To carry out slight image size increases interpolation is used to estimate the new pels and "move" the sampling points. The result is an image which may only contain a few of the original pel values, the rest are estimates, so the interpolation method is critical. Simply taking the nearest neighbour value to the point required is very quick but gives poor quality. A technique called bilinear interpolation using a 2x2 area is good for fairly smooth images and errors are difficult to see. Bilinear interpolation using 4x4 blocks is more complex and hence slower but yields good results. Interpolation is also required to rotate or geometrically correct an image. Programs such as Adobe Photoshop have all three techniques available so the simplest can be used first for speed and checking, then bilinear can be used for the final image.

Resampling an image can intruduce artifacts and blurring so it must be done carefully. If an image is repeatedly rotated or resized it will become progressively distorted. Once an image is shrunk it can not be expanded to its original state without blurring. For this reason it is important to retain original scans of images, preferably of higher resolution than needed.

Image data compression

A digital image starts out with much more data then an analogue one because each sample contains many bits, so to transmit or store it requires more bandwidth or space. Digital images also contain redundant data such as large smooth areas, especially in documents. Picture compression uses many techniques based on removing the redundancies and exploiting the properties of the eye. A lossless technique where no actual degradation occurs can only achieve around 3:1 compression with non-document images, but is ideal for archiving where no loss can be tolerated. Documents containing text with large uniform areas can be compressed such as run-length coding where the number of consecutive identical values are stored instead. A technique which is very useful for text or data with a concentration of some values (a peaked histogram) is Huffman coding. For example some data may have mostly values of 50 with decreasing amounts of values either side. Huffman coding assignes a short code to the value 50, a slightly longer one to 49 and 51, and so on. In practice all the values are arranged in order of probability and assigned longer codes. Clearly the codes must be clearly divisible on decoding, so ambiguous codes such as 1 and 11 could not be used because 11 could be two 1's! The result is that most of the data is compressed considerably (8->1 maximum) and the least frequent values are actually made bigger as they use very long codes (more than 8 bits are needed due to the decoding problem). Typical Huffman codes may look like this: 1, 00, 011, 0100, 01010, 01011, .... etc

One fundamental property of images is that each pel is usually similar to its neighbours, so it is usually possible to predict what it will be from previous pels. The difference between the real value and the prediction is usually very small and its statistics are so peaked that compression is made easier. Figure 15 shows a typical histogram of the difference between the previous and current pel (the centre of the plot is zero). Statistical coding such as Huffman, work well with such data. However a difference image actually starts with more values than the original image (-255 to 255 instead of 0 to 255) which could make the compressed data bigger than the original! By storing the large differences less accurately it is possible to use even fewer bits. This corrupts the image but only where there are big steps, where the eye can not see errors anyway (visual masking occurs). This technique (DPCM: Differential Pulse Code Modulation) can achieve a compression of around 8:1 with little visual effect and is commonly used in broadcasting. Usually a specialised quantiser is used which progressively allocates fewer bits to larger differences.

* Supplied information *
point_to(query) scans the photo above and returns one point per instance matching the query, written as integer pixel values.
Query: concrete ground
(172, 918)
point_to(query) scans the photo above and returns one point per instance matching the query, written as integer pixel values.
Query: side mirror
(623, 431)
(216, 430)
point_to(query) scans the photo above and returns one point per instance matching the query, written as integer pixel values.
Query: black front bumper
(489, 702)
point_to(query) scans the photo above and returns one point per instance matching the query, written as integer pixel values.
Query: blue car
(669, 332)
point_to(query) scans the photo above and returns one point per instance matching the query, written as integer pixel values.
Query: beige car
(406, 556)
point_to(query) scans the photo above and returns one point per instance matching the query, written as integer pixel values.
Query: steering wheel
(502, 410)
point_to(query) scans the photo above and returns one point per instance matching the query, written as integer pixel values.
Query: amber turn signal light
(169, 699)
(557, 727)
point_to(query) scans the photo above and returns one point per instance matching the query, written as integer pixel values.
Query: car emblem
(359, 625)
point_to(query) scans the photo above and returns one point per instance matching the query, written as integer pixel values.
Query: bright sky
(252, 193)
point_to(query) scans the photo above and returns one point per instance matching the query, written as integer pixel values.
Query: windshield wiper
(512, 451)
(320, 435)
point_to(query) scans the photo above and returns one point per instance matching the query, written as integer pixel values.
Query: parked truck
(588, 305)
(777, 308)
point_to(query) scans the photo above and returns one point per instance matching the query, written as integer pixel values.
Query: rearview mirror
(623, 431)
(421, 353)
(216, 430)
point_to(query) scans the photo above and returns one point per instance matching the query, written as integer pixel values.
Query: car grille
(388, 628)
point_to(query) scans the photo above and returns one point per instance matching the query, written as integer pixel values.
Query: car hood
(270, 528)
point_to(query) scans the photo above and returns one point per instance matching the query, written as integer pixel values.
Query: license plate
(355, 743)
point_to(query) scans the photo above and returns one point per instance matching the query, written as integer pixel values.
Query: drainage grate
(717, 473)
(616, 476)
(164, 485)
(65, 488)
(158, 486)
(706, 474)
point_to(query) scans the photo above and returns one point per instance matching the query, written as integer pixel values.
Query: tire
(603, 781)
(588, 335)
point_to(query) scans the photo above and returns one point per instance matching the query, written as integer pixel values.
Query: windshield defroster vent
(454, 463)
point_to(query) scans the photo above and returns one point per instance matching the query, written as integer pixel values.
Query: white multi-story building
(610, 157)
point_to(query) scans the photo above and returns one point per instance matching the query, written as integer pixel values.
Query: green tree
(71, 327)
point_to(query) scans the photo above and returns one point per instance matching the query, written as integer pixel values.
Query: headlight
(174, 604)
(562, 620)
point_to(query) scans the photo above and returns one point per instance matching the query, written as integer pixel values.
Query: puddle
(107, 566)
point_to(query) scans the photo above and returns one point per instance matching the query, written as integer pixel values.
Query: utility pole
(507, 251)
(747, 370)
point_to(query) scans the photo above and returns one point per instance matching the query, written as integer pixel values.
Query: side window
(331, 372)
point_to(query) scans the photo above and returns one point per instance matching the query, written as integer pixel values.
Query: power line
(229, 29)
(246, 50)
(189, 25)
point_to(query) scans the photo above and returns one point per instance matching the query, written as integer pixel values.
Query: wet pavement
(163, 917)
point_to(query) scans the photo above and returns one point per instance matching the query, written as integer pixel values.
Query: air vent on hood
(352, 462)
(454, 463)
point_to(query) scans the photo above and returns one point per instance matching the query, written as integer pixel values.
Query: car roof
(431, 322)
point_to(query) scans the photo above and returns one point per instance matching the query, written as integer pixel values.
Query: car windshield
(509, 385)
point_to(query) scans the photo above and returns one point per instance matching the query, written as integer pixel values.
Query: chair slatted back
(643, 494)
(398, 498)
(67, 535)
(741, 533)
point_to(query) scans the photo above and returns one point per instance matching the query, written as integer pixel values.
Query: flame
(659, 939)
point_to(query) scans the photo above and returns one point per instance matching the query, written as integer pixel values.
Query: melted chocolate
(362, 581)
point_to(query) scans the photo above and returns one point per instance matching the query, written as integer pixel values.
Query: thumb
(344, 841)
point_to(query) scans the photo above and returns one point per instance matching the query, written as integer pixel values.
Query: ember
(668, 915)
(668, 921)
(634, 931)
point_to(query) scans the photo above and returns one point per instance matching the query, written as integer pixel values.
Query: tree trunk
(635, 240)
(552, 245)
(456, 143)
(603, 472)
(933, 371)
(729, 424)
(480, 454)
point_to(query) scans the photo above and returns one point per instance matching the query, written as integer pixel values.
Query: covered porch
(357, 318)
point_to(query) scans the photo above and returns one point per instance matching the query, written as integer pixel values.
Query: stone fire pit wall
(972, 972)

* Problem set *
a – List every example Huffman code given in the passage on image resampling and compression.
b – Reproduce word for word the stretch of the passage on image resampling and compression that begins at the words "Resampling an image" and ends after "resolution than needed.".

* Response list *
a – 1, 00, 011, 0100, 01010, 01011

b –
Resampling an image can intruduce artifacts and blurring so it must be done carefully. If an image is repeatedly rotated or resized it will become progressively distorted. Once an image is shrunk it can not be expanded to its original state without blurring. For this reason it is important to retain original scans of images, preferably of higher resolution than needed.